» Objective
Write out the material below as a numbered list with one line per item, skipping any blank lines.

=== Provided entries ===

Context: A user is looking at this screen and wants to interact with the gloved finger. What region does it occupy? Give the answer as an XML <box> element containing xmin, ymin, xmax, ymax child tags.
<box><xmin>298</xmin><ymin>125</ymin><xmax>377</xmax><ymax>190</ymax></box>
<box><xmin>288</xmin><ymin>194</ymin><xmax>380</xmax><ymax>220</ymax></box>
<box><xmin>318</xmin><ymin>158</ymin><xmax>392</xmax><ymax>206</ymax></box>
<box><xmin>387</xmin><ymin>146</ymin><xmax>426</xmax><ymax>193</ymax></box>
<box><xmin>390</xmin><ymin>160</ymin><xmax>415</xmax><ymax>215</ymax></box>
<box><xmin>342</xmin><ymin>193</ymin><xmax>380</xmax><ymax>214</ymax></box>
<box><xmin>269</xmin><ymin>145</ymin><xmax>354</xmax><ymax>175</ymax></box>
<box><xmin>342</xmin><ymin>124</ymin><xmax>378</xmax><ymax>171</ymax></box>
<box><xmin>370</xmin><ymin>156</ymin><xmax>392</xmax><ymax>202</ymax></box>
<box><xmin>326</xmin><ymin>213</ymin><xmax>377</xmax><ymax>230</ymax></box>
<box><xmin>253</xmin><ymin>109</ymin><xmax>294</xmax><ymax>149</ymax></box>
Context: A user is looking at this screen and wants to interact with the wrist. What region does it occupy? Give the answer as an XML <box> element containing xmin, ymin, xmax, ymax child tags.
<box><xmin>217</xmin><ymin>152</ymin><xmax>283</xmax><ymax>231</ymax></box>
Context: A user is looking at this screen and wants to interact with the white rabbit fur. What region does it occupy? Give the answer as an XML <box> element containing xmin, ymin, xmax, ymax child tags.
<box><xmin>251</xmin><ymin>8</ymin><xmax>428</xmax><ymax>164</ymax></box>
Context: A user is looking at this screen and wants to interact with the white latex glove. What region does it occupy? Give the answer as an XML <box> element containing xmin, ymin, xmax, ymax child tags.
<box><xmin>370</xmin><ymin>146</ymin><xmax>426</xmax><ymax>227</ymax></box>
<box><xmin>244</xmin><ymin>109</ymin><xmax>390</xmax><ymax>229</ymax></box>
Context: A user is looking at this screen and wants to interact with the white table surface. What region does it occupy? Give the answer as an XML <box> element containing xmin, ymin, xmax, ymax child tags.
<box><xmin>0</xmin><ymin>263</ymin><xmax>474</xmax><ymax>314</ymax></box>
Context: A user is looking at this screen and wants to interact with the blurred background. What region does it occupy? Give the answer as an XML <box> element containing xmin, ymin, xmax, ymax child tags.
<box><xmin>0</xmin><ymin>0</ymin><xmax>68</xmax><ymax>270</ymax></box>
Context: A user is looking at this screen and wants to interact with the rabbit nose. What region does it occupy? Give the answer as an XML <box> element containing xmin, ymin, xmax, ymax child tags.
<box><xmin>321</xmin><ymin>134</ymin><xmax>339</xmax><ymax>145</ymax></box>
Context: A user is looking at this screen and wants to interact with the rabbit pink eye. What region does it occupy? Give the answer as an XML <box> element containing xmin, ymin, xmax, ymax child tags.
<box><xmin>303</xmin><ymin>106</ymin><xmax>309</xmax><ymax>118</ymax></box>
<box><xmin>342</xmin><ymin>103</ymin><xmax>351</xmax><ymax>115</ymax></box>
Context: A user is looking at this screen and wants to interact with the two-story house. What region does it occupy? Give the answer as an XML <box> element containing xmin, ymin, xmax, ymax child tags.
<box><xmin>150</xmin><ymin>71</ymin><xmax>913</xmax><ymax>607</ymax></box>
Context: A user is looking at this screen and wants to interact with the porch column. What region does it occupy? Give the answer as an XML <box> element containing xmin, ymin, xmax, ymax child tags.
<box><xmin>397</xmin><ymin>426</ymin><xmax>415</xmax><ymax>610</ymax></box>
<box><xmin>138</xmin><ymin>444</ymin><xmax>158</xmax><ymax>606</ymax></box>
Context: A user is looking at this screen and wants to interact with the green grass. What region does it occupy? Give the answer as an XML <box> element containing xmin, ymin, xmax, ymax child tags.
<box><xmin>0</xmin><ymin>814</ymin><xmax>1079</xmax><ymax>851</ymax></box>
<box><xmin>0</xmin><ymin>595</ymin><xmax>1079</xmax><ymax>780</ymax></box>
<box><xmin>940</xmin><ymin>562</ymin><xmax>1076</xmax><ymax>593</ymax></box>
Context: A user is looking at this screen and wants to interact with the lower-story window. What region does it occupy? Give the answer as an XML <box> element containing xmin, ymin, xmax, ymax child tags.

===

» Final result
1. Context: A user is looking at this screen and wants to interact with the gloved finger. What region does it occupy? Give the answer as an XML <box> element containing xmin, ymin, xmax, ymax child tags.
2. <box><xmin>298</xmin><ymin>125</ymin><xmax>377</xmax><ymax>190</ymax></box>
3. <box><xmin>288</xmin><ymin>194</ymin><xmax>380</xmax><ymax>220</ymax></box>
4. <box><xmin>318</xmin><ymin>158</ymin><xmax>392</xmax><ymax>206</ymax></box>
5. <box><xmin>387</xmin><ymin>146</ymin><xmax>426</xmax><ymax>193</ymax></box>
6. <box><xmin>390</xmin><ymin>160</ymin><xmax>415</xmax><ymax>215</ymax></box>
7. <box><xmin>342</xmin><ymin>193</ymin><xmax>380</xmax><ymax>214</ymax></box>
8. <box><xmin>269</xmin><ymin>145</ymin><xmax>354</xmax><ymax>175</ymax></box>
9. <box><xmin>342</xmin><ymin>124</ymin><xmax>378</xmax><ymax>171</ymax></box>
10. <box><xmin>370</xmin><ymin>156</ymin><xmax>392</xmax><ymax>202</ymax></box>
11. <box><xmin>326</xmin><ymin>213</ymin><xmax>377</xmax><ymax>230</ymax></box>
12. <box><xmin>253</xmin><ymin>109</ymin><xmax>294</xmax><ymax>149</ymax></box>
13. Context: A user is looking at this screen and wants to interact with the wrist. What region does it occupy? Give the answer as an XML <box> element containing xmin, ymin, xmax, ymax child tags.
14. <box><xmin>217</xmin><ymin>152</ymin><xmax>283</xmax><ymax>231</ymax></box>
15. Context: A user is looking at this screen and wants to interact with the white rabbit fur. What region does it occupy? Give the answer as an XML <box> element containing xmin, ymin, xmax, ymax child tags.
16. <box><xmin>251</xmin><ymin>8</ymin><xmax>428</xmax><ymax>164</ymax></box>
17. Context: A user is looking at this screen and wants to interact with the white latex glove. What region does it occupy? Give the answer as an XML <box> element containing xmin, ymin, xmax, ymax child tags.
18. <box><xmin>370</xmin><ymin>146</ymin><xmax>426</xmax><ymax>227</ymax></box>
19. <box><xmin>244</xmin><ymin>109</ymin><xmax>390</xmax><ymax>229</ymax></box>
20. Context: A user is looking at this screen and wants to interact with the white table surface. What region does it occupy? Give the answer as an XML <box> element containing xmin, ymin, xmax, ymax child tags.
21. <box><xmin>0</xmin><ymin>263</ymin><xmax>474</xmax><ymax>314</ymax></box>
22. Context: A user is looking at this screen and wants to interact with the blurred background. What region does it occupy? Give the answer as an XML <box> element containing xmin, ymin, xmax, ymax child tags.
23. <box><xmin>0</xmin><ymin>0</ymin><xmax>68</xmax><ymax>270</ymax></box>
24. Context: A user is looking at this screen and wants to interact with the rabbit nose. What region does it occupy? Give the answer as an XML <box> element containing xmin, ymin, xmax, ymax child tags.
25. <box><xmin>321</xmin><ymin>134</ymin><xmax>339</xmax><ymax>145</ymax></box>
26. Context: A user is looking at this screen and wants to interact with the rabbit pink eye. What region does it occupy? Give the answer as an XML <box> element containing xmin, ymin, xmax, ymax child tags.
27. <box><xmin>303</xmin><ymin>106</ymin><xmax>309</xmax><ymax>118</ymax></box>
28. <box><xmin>342</xmin><ymin>103</ymin><xmax>351</xmax><ymax>115</ymax></box>
29. Context: A user is looking at this screen and wants to interact with the two-story house. What region does it occupy? Give the answer as an XML <box> element containing xmin, ymin, xmax, ymax child tags.
30. <box><xmin>150</xmin><ymin>71</ymin><xmax>913</xmax><ymax>607</ymax></box>
31. Context: A user is looking at this screen and wants to interact with the porch column. What region does it occupy? Give the answer as an XML <box> element containing xmin, ymin, xmax, ymax child tags.
32. <box><xmin>397</xmin><ymin>426</ymin><xmax>415</xmax><ymax>610</ymax></box>
33. <box><xmin>138</xmin><ymin>444</ymin><xmax>158</xmax><ymax>606</ymax></box>
34. Context: A user is looking at this screen and wants to interact with the green grass. What region does it occupy? Give the answer as an XML <box> element containing xmin, ymin, xmax, ymax child tags.
35. <box><xmin>0</xmin><ymin>814</ymin><xmax>1079</xmax><ymax>851</ymax></box>
36. <box><xmin>0</xmin><ymin>595</ymin><xmax>1079</xmax><ymax>780</ymax></box>
37. <box><xmin>940</xmin><ymin>562</ymin><xmax>1076</xmax><ymax>593</ymax></box>
38. Context: A user is looking at this screen and wants to interact with the lower-story window. What region does it occupy? Give the answer as an XML <box> element containing xmin, ymin, xmax, ymax child tags.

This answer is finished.